- [Document excerpt]
Hi,

The recently added tests for slotsync on two-phase enabled slots failed[1] due
to a broken assertion triggered while decoding the COMMIT PREPARED record on
the promoted standby.

-----
Analysis
-----

        if ((txn->final_lsn < two_phase_at) && is_commit)
        {
                /*
                 * txn must have been marked as a prepared transaction and 
skipped but
                 * not sent a prepare. Also, the prepare info must have been 
updated
                 * in txn even if we skip prepare.
                 */
                Assert((txn->txn_flags & RBTXN_PREPARE_STATUS_MASK) ==
                           (RBTXN_IS_PREPARED | RBTXN_SKIPPED_PREPARE));

I think the issue stem from the PREPARED transaction, which was skipped on the
primary, not being skipped on the promoted standby. The root cause appears to
be the latest 'confirmed_flush' (0/6005118) of the source slot not being synced
to the standby. This results in the confirmed_flush (0/6004F90) of the synced
slot being less than the synced two_phase_at field (0/6005118). Consequently,
the PREPARE record's LSN exceeds the synced confirmed_flush during
decoding, causing it to be incorrectly decoded and sent to the subscriber. 
Thus, when
decoding COMMIT PREPARED, the PREPARE record is found before two_phase_at but
wasn't skipped.

-- The LOGs that proves the confirmed_flush is not synced:

decoding on original slot (primary):
        LOG:  0/6004F90 has been already streamed, forwarding to 0/6005118
        ...
        DETAIL:  Streaming transactions committing after 0/6005118, reading WAL 
from 0/60049C8.

decoding on synced slot (promted standby) - failed run:
        DETAIL:  Streaming transactions committing after 0/6004F90, reading WAL 
from 0/60049C8.

decoding on synced slot (promted standby) - success run:
        LOG:  0/6004F90 has been already streamed, forwarding to 0/6005118
        ...
        DETAIL:  Streaming transactions committing after 0/6005118, reading WAL 
from 0/60049C8.
-- 

The logs above clearly show that during the test failure, the starting position
(6004F90) was less than that of a successful run. Additionally, it was lower
than the starting position of the remote slot on the primary, indicating a
failure to synchronize confirmed_lsn.

The reason confirmed_flush isn't synced should stem from the following check,
which skip the syncing of the confirmed_flush value. I also reproduced the
assertion failure by creating a scenario that leads to sync omission due to
this check:

        /*
         * Don't overwrite if we already have a newer catalog_xmin and
         * restart_lsn.
         */
        if (remote_slot->restart_lsn < slot->data.restart_lsn ||
                TransactionIdPrecedes(remote_slot->catalog_xmin,
                                                          
slot->data.catalog_xmin))

- [Given entries]
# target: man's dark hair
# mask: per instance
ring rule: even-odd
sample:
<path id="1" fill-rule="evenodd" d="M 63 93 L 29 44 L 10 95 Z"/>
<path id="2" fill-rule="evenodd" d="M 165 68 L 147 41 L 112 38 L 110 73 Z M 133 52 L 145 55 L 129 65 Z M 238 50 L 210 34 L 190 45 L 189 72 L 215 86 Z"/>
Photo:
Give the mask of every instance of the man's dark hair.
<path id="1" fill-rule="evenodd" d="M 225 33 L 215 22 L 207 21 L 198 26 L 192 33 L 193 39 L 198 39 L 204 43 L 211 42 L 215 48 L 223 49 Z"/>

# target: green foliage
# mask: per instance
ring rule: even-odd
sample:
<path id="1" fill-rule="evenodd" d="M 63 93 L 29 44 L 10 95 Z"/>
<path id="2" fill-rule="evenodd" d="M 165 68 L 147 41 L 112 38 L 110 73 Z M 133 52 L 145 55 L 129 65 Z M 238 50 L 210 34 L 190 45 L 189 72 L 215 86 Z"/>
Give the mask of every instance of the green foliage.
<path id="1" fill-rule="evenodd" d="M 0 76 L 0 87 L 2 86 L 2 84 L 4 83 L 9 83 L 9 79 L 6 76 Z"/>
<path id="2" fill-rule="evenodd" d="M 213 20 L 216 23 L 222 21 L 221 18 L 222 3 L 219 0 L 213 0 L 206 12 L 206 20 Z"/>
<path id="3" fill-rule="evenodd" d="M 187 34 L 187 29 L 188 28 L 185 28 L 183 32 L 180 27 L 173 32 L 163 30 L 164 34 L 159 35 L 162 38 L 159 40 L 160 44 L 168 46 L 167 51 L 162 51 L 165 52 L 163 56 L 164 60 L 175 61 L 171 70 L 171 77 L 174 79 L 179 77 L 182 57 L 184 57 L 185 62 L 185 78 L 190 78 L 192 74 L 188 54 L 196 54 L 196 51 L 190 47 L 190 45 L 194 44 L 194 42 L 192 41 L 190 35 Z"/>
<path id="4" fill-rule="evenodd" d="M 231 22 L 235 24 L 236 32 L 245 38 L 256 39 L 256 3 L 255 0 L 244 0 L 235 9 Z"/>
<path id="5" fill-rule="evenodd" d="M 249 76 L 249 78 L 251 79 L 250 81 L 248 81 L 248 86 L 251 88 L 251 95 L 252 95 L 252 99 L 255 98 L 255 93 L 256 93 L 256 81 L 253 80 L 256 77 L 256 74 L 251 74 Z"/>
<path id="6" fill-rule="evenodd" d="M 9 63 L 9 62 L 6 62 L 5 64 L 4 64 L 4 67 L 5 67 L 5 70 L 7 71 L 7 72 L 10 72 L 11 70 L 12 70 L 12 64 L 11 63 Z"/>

- [Exercise]
Answer these about the post on the slotsync test failure:
(a) Which record was being decoded on the promoted standby when the assertion broke?
(b) What value did the synced two_phase_at field have?
(c) In the failed run on the promoted standby, after which LSN were committing transactions streamed?

- [Solution to this exercise]
(a) The COMMIT PREPARED record.
(b) 0/6005118.
(c) 0/6004F90.